» **What is needed**
Return every line of the entries below that contains the word "snow".

» **Data shown**

────────────────────

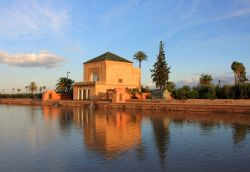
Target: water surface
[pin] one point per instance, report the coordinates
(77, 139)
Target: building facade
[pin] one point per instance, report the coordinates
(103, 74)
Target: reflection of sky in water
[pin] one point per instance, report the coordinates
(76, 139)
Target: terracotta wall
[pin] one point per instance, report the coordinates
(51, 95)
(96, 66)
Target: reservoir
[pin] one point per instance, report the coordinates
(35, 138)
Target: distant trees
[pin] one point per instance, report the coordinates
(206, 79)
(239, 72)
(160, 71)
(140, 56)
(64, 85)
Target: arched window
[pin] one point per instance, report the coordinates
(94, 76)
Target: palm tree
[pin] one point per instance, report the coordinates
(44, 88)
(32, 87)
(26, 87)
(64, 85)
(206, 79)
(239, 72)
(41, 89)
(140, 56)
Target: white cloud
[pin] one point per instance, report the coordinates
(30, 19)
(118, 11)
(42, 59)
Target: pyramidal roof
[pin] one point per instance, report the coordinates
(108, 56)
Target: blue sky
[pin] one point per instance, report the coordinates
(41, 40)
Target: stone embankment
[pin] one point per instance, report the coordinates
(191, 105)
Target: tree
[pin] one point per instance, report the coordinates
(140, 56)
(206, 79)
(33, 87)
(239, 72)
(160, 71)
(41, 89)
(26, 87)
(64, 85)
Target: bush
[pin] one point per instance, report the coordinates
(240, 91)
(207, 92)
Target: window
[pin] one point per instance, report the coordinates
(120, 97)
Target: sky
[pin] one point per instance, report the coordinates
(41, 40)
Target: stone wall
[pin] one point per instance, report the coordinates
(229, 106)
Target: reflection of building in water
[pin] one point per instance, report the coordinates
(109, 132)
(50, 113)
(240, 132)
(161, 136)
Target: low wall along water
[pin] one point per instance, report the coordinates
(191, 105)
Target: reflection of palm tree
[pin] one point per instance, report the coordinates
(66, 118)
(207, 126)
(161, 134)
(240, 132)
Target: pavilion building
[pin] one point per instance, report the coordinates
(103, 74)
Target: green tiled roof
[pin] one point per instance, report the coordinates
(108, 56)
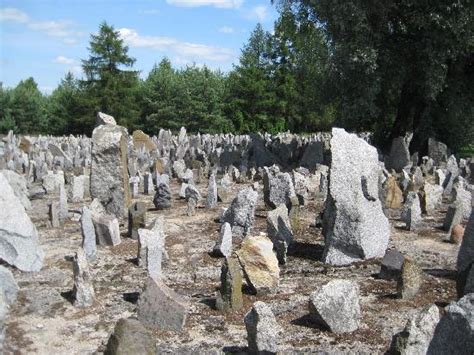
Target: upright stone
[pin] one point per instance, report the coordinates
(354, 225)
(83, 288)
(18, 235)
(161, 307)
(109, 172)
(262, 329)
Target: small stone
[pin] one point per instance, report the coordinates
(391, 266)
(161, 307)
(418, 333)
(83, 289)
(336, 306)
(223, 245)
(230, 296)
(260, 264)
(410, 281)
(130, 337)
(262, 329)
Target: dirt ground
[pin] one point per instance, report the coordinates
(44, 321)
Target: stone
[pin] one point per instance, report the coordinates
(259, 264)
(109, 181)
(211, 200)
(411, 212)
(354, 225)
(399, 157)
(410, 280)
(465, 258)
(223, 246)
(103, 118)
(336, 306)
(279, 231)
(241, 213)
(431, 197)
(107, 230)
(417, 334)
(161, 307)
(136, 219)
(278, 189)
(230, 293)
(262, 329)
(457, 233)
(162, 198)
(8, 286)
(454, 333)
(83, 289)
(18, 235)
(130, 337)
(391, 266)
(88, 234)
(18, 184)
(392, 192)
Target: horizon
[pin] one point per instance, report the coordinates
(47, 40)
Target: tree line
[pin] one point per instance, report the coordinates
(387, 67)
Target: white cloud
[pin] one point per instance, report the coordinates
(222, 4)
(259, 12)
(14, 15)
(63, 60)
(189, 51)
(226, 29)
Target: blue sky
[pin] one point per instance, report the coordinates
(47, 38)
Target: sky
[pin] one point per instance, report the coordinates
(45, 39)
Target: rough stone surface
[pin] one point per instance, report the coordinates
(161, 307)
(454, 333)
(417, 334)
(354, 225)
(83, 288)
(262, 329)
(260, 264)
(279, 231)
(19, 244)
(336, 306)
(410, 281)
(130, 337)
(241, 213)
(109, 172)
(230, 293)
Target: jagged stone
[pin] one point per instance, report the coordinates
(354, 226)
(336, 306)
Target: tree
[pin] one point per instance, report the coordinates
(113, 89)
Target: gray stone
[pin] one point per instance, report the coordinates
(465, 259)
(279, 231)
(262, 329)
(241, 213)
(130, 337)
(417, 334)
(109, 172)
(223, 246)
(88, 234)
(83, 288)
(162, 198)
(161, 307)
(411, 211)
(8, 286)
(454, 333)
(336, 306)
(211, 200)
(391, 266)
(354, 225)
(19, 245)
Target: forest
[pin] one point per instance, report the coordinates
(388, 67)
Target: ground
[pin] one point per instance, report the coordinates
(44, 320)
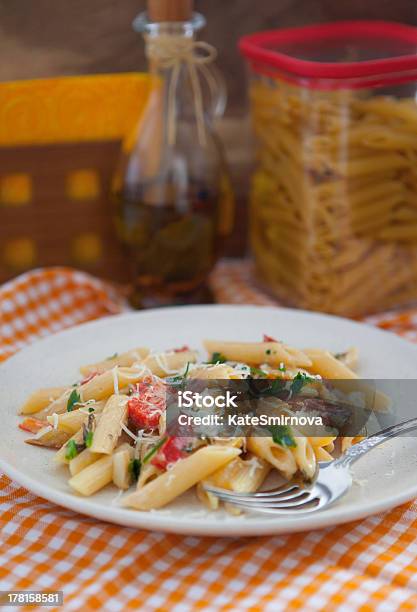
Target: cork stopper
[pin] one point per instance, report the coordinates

────────────────────

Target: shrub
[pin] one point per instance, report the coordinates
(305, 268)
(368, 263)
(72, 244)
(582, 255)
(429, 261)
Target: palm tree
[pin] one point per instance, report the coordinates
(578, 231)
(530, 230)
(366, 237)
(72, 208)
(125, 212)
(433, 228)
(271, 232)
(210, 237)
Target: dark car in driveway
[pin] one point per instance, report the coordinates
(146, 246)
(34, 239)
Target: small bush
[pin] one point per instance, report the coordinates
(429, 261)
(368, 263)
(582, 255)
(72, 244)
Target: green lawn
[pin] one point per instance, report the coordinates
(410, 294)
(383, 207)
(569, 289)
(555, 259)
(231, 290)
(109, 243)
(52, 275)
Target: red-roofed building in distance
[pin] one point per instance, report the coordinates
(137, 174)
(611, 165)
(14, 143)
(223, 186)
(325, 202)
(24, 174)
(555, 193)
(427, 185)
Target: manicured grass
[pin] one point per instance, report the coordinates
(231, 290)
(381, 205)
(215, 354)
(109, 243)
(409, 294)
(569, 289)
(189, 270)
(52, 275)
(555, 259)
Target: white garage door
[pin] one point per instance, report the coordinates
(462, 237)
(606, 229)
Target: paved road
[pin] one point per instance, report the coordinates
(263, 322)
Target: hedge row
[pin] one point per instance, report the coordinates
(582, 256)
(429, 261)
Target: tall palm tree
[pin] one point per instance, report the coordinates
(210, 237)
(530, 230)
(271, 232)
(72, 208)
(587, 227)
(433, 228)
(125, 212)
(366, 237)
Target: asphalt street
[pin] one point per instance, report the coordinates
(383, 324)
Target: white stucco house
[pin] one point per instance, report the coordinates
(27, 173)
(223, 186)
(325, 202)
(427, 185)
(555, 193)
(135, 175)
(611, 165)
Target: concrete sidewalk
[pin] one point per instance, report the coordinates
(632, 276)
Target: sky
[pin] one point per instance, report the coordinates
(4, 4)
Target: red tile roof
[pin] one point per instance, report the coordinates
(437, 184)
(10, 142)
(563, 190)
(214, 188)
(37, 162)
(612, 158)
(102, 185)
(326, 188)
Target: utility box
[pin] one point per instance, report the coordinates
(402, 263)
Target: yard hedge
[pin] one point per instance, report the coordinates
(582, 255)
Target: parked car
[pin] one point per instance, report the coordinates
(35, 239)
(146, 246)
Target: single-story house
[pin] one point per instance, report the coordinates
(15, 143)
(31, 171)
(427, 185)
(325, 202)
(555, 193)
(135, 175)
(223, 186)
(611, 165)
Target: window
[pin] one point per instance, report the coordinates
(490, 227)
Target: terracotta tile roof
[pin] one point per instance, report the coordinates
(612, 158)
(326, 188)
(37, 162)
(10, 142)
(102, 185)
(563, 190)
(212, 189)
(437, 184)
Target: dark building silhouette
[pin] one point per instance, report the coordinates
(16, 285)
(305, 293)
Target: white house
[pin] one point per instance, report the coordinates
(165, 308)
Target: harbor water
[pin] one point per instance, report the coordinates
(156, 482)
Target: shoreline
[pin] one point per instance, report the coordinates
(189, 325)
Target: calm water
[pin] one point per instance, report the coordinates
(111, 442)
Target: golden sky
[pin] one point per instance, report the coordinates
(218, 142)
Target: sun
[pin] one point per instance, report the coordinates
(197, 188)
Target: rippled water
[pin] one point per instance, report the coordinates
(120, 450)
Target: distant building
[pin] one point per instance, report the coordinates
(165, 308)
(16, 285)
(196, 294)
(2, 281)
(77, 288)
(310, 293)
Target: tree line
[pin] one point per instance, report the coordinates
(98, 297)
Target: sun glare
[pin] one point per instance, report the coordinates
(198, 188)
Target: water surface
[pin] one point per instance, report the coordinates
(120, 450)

────────────────────

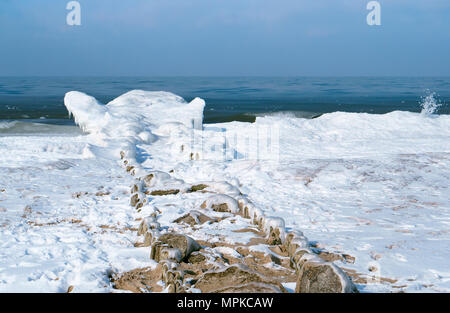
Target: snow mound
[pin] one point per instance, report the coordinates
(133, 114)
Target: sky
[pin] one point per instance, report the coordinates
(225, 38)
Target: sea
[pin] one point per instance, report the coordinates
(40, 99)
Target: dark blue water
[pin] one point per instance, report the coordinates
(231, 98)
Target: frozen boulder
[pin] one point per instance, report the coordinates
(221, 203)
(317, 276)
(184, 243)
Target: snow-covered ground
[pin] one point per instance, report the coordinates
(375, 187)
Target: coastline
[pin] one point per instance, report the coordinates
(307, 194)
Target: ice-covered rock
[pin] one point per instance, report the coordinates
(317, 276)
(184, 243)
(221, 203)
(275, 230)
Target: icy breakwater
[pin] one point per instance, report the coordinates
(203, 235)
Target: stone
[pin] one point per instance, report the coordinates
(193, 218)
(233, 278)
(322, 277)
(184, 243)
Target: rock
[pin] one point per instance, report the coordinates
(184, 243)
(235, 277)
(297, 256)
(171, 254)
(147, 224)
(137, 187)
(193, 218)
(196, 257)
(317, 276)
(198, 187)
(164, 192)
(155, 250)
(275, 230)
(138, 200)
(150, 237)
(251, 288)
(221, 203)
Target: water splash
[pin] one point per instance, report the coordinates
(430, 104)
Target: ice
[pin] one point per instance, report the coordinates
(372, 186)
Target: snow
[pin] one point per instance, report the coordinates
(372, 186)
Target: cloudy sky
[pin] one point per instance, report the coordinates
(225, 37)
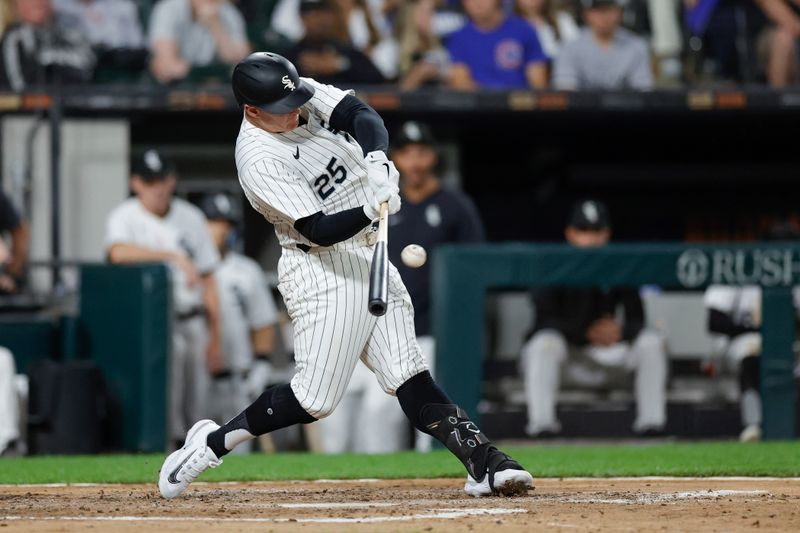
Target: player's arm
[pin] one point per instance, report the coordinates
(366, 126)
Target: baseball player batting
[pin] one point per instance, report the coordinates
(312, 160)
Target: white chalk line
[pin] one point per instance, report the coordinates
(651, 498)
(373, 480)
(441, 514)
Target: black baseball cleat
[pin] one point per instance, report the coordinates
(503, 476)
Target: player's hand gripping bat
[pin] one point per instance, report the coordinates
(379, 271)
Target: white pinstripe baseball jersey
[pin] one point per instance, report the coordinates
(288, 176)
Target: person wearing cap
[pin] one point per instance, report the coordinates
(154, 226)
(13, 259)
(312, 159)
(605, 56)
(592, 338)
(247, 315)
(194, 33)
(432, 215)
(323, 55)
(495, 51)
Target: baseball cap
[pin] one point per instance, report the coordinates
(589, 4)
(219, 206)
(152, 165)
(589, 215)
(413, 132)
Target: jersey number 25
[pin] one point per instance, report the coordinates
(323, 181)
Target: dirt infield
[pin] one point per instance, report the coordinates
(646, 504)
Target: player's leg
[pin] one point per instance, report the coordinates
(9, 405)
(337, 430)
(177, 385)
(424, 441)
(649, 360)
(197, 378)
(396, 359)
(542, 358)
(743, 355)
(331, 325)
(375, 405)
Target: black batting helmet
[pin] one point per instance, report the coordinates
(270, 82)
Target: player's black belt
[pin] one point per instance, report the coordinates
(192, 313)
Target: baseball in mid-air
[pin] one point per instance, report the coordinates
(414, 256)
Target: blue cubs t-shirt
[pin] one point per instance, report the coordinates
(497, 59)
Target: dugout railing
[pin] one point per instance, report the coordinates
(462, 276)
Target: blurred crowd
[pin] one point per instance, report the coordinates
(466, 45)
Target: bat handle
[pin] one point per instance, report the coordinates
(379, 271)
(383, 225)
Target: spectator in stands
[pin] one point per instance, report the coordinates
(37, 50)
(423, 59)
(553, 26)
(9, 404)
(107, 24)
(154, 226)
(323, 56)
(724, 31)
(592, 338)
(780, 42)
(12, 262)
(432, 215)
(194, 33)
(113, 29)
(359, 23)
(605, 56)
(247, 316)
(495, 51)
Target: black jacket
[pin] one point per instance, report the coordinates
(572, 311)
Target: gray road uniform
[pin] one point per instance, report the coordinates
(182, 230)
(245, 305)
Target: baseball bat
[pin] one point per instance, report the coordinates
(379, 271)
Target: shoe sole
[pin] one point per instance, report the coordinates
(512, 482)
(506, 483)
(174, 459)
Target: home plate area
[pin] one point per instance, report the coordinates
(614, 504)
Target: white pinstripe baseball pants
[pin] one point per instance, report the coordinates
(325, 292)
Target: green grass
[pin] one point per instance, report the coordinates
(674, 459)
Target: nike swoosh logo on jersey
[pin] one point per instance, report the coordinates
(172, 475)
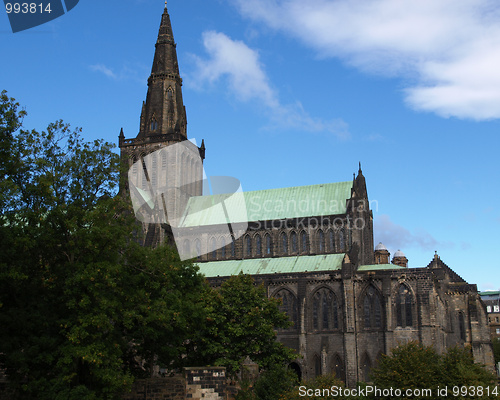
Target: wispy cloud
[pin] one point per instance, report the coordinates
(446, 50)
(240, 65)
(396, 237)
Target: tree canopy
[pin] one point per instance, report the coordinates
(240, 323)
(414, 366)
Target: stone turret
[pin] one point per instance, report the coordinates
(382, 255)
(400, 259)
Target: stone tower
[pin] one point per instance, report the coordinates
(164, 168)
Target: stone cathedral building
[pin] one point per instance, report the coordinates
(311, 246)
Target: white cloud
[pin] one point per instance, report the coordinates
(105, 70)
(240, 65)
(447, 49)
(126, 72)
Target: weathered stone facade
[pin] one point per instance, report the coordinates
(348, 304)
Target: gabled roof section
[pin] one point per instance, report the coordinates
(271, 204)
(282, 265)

────────────────────

» **Solution for this problem**
Target: snow mound
Target: snow-covered ground
Target: snow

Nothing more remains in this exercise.